■ **Article**
________
Jessica Beauchemin, artiste et ébéniste

PROGRAMME B

En collaboration avec l’École d’ébénisterie d’art de Montréal.

Diplômée en arts visuels et en ébénisterie artisanale, Jessica Beauchemin crée des pièces sculpturales en bois, en pièces uniques et sur mesure. Ses œuvres délicates présentent le bois, un matériau rigide et lourd, d’une nouvelle manière, l’alliant avec divers matériaux naturels.

Quel parcours vous a mené vers le travail du bois?

J’ai grandi à la campagne dans une famille où les activités, à la fois intellectuelles, créatives et manuelles, étaient toutes encouragées et valorisées. Mon père, un agriculteur curieux et amoureux de la nature cultivant sa forêt et travaillant le bois, a partagé avec moi sa passion pour l’ébénisterie. Petite, j’aimais l’accompagner dans son atelier et le regarder travailler en bricolant des retailles de bois. 

C’est certainement à cette époque que j’ai découvert une immense satisfaction toujours présente aujourd’hui à créer et fabriquer des choses de mes propres mains. Transformer la matière afin de matérialiser mes idées est ainsi devenu une part importante de mon identité. Ayant à la fois des intérêts pour l’expression artistique et les savoir-faire techniques, j’ai d’abord étudié en arts visuels, puis j’ai complété une formation collégiale technique en ébénisterie artisanale.

Quelle est l’histoire de votre entreprise?

Je suis artiste ébéniste indépendante, je crée des pièces sculpturales en bois. Je travaille également à l’École d’ébénisterie d’art de Montréal à titre de chargée de projets et des communications, tout en m’impliquant sur différents jurys et projets dans le milieu des métiers d’arts.
________
■ **Extraits de liste**
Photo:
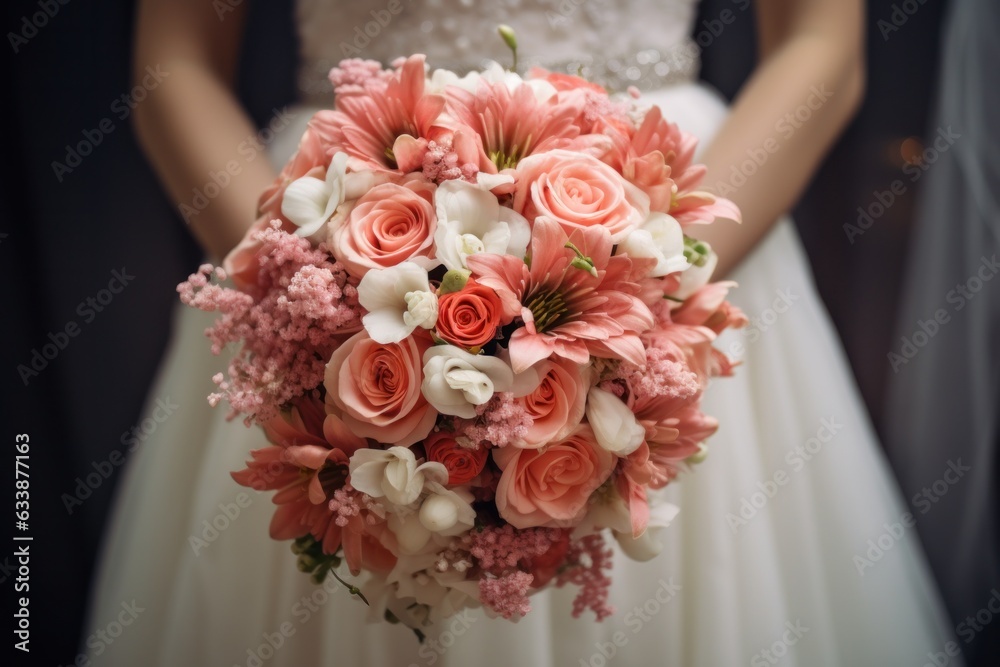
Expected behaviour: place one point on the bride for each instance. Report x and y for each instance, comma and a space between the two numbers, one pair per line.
792, 546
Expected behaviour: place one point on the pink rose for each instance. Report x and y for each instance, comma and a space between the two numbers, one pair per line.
578, 191
377, 388
557, 403
550, 486
389, 225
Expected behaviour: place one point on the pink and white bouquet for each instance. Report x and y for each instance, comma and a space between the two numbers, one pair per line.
476, 334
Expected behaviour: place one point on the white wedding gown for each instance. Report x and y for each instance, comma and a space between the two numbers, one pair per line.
790, 547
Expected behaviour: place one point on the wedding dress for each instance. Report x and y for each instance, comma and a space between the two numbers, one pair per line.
792, 546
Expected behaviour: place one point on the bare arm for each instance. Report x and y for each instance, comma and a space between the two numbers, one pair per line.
811, 55
192, 123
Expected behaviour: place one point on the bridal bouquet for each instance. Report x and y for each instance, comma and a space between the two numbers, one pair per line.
476, 335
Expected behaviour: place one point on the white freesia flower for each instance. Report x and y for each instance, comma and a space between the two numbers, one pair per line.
392, 474
493, 73
661, 238
398, 300
696, 277
310, 203
471, 220
445, 593
455, 382
647, 546
614, 423
447, 511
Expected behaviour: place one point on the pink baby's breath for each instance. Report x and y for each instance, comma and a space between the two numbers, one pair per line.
506, 595
288, 334
593, 559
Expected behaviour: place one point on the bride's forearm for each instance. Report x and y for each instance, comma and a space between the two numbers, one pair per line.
807, 87
192, 126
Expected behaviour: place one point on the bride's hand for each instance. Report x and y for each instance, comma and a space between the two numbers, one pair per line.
191, 124
811, 57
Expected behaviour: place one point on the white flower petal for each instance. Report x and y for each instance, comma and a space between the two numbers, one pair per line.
614, 424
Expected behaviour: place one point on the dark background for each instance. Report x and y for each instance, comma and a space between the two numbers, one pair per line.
61, 240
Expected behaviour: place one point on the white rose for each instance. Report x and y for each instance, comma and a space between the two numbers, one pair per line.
661, 238
445, 593
411, 535
310, 203
614, 423
392, 474
398, 300
455, 382
471, 220
447, 511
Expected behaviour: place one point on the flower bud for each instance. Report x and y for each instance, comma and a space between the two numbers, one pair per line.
438, 513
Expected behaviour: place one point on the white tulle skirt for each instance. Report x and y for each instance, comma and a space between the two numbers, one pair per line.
792, 547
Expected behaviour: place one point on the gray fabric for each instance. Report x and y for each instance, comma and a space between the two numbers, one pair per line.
944, 401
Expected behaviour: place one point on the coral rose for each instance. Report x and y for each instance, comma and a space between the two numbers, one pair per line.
550, 486
389, 225
463, 463
578, 191
377, 387
470, 317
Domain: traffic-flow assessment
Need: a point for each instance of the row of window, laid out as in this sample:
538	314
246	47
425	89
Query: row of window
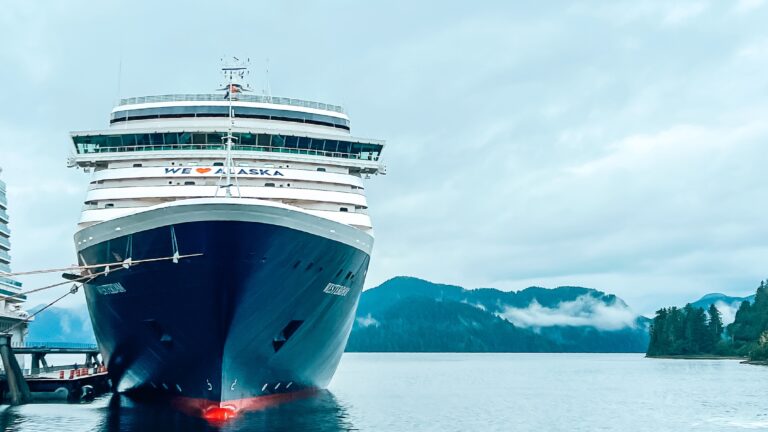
223	111
214	141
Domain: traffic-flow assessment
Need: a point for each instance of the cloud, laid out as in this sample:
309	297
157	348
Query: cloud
583	311
610	144
727	310
367	321
744	6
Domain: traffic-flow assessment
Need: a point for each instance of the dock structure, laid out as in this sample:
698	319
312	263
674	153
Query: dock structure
18	390
71	384
38	350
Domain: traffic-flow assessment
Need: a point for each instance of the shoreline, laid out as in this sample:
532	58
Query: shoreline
699	357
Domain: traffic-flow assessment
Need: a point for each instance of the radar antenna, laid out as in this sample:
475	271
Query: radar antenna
235	71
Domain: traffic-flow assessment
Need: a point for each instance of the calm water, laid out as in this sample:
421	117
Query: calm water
460	392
________
■ **Travail à faire**
Poursuivez l'entretien avec l'artiste ébéniste Jessica Beauchemin en reprenant juste après la dernière phrase de l'article.

■ **Corrigé de l'exercice**
À la fin de mes études en ébénisterie, j’ai acquis une expérience plus concrète en travaillant deux ans comme ébéniste dans un atelier. Dès mes débuts, j’ai ressenti rapidement le désir de travailler le bois d’une manière plus personnelle. J’ai développé un univers singulier, peuplé de rubans de bois, d’ornements de coiffure et de pièces sculpturales. Au fil du temps et de mes explorations, j’ai choisi d’orienter ma démarche principalement vers les métiers d’art de création. 

Tout au long de mon parcours, j’ai participé à diverses expositions et projets, tant au pays qu’à l’étranger; j’ai été honorée lors de concours prestigieux, je me suis vue accorder des bourses et des subventions, je me suis perfectionnée en participant à des formations spécialisées. Ma démarche d’artiste ébéniste me permet de m’exprimer et de m’accomplir alors que mon implication à l’École d’ébénisterie d’art de Montréal m’offre l’opportunité d’être active au sein du milieu, tout en m’offrant une certaine stabilité économique. 

D’où provient ce désir d’utiliser le bois comme matériau de prédilection dans la réalisation de vos œuvres? 

Durant ma formation en arts visuels, j’ai réalisé plusieurs œuvres en bois, dont mes premiers meubles-sculptures. Mon intérêt pour le bois et l’ébénisterie n’a cessé de grandir et j’ai finalement bifurqué vers l’ébénisterie d’art.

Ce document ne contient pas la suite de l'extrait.